** Recorded data **
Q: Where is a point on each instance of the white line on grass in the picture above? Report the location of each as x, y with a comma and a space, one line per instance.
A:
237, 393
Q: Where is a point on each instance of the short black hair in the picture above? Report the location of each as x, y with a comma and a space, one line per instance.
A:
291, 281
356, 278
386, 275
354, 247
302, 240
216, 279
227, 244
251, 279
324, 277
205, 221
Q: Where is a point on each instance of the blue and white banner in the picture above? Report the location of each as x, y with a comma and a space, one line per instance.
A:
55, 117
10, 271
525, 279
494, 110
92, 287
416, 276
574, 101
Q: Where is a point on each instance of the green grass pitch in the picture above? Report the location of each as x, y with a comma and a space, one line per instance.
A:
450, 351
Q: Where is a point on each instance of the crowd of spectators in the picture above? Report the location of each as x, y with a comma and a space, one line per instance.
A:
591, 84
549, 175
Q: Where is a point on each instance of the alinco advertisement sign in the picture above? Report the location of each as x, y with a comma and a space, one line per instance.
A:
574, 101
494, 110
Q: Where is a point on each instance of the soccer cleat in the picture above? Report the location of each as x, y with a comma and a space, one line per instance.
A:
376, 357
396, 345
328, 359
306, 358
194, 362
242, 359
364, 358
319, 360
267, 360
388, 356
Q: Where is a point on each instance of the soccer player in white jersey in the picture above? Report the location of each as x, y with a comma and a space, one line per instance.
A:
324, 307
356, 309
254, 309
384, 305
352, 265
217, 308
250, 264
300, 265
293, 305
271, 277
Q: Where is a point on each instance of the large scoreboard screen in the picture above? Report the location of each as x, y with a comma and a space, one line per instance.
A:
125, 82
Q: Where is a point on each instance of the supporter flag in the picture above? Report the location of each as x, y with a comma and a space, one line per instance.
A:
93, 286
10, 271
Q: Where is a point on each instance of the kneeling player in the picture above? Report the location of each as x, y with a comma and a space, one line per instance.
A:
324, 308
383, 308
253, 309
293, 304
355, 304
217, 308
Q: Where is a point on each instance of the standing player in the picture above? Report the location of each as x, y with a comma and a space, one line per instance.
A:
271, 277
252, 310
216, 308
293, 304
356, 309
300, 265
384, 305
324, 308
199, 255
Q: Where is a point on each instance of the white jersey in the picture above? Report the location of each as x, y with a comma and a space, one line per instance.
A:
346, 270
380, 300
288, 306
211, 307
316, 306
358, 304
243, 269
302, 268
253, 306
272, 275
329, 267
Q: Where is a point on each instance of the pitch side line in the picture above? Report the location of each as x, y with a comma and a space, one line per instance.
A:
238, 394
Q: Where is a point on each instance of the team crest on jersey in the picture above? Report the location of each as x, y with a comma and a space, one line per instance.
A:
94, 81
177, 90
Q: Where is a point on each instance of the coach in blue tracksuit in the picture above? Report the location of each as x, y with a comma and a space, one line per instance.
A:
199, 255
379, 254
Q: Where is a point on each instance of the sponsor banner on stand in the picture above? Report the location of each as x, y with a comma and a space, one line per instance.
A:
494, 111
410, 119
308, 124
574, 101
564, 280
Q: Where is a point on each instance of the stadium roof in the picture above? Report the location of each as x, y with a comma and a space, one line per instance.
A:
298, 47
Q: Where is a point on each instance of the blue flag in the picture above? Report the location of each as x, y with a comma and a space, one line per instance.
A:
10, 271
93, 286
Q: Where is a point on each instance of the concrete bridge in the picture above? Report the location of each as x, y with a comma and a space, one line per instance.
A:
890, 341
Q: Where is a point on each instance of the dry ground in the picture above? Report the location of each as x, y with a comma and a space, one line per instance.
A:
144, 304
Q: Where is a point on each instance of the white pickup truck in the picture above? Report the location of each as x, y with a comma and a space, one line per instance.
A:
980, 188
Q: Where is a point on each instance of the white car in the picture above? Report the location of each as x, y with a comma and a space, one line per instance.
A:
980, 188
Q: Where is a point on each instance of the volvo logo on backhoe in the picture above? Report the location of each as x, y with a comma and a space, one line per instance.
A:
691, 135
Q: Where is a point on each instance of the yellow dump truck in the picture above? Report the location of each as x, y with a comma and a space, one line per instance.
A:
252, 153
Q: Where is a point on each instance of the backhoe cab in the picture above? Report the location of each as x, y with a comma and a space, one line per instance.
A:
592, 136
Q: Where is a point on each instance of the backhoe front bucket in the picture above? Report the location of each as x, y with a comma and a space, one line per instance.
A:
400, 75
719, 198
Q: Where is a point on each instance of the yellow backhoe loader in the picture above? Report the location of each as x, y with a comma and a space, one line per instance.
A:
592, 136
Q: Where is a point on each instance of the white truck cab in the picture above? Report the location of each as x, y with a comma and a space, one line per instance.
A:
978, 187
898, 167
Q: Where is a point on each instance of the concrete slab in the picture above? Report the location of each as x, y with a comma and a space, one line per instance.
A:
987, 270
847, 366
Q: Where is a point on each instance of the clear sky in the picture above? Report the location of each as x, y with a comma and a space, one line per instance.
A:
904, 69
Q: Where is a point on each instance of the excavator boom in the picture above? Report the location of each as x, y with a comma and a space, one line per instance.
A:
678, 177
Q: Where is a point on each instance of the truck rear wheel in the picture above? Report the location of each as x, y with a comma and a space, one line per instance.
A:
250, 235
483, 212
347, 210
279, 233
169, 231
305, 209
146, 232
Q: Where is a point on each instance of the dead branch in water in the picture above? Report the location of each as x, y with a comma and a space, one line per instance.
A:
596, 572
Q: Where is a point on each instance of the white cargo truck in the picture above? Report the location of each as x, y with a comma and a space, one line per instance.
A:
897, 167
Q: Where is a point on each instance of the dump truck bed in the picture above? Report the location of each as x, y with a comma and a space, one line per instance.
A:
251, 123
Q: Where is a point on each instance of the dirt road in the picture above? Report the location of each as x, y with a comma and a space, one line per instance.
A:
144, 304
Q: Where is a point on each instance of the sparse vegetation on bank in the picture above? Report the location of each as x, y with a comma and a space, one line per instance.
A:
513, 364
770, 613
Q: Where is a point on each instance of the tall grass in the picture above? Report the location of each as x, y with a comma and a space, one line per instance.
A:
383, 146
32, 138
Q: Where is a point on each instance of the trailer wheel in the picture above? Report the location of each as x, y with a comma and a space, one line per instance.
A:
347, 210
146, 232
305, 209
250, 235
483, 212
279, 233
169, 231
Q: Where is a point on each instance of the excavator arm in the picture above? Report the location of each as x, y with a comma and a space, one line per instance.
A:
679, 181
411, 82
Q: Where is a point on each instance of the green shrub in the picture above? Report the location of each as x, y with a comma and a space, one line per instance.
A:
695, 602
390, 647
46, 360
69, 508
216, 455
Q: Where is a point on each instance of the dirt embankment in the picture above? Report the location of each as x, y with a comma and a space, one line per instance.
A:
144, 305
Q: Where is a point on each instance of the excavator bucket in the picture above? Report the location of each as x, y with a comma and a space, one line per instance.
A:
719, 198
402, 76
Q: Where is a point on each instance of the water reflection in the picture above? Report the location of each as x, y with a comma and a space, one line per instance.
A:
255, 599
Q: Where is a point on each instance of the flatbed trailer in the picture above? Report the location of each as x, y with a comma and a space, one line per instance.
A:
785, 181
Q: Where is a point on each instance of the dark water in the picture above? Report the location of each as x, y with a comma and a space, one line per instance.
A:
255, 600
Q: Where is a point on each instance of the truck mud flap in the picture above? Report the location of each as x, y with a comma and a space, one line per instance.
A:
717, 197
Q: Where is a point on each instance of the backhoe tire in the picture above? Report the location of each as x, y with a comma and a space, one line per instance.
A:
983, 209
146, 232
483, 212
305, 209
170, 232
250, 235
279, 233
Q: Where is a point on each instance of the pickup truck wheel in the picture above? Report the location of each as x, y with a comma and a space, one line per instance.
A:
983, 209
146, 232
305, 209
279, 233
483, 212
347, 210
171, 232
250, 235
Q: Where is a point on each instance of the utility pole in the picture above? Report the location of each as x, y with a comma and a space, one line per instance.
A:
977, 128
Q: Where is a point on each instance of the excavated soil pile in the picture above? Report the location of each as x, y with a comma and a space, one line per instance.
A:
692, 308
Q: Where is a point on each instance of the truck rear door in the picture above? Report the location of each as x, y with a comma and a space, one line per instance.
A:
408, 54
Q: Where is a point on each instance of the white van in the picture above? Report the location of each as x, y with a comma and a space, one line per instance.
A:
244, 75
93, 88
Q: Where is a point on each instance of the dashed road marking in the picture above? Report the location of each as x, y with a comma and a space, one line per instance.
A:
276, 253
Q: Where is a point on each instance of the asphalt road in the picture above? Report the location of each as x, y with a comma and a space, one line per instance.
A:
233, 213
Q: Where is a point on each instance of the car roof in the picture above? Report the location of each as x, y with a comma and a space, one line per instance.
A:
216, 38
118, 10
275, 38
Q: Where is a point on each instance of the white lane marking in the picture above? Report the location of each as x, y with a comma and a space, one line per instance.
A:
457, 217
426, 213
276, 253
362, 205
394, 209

** What you have to do **
Rewrite the records from the line containing "the backhoe tire" through the last line, changing "Report" to "Give" and leaving everything else as it is.

** Result for this task **
Q: Where is a point on each instance of the backhoe tire in the picture above? Give the location of each as x, y with a comma and a space, one line per instance.
A:
983, 209
146, 232
483, 212
305, 209
170, 232
250, 235
279, 233
Q: Where is a point on each instance of the pickup truck wheel in the picture above? Give the location of each as x, y with a comma and a space, one line per instance.
A:
983, 209
146, 232
305, 209
279, 233
483, 212
347, 210
171, 232
250, 235
Q: Where is a point on each instance of the utility pole in the picture above? Give the location of each as x, y with a comma and a space, one line per instance.
A:
977, 128
Q: Where is a point on each instance of the excavated soil pile in the picture above? Give the location of each as x, y with a comma and a space, one line per instance.
A:
692, 308
Q: Where is a point on each instance of the truck rear door in the picture above? Give the location of each as x, y with a comma and a space, one line per instance.
A:
408, 54
Q: Where is a point on each instance of the white van in the picture above? Give the location of each as x, y with a comma and a space, one line per instance.
A:
244, 75
93, 88
Q: Where is a point on each instance of the dashed road marking in the picture above? Give the location of each as x, y with a comma and a space, one line per instance.
A:
276, 253
Q: Where is a point on each instance of the asphalt road in the picture above? Give the location of each as x, y with a comma and a space, one line per instance.
A:
233, 213
Q: Where is a point on each instance of the car roof in the picture above? Give the location of each as x, y with a comma and a space, one line per instance.
A:
216, 38
118, 10
275, 38
Q: Where is a point on each instance of the white lane marking in the picture above? Give the location of each as x, y with a comma and a space, one line per instance.
A:
457, 217
426, 213
276, 253
362, 205
394, 209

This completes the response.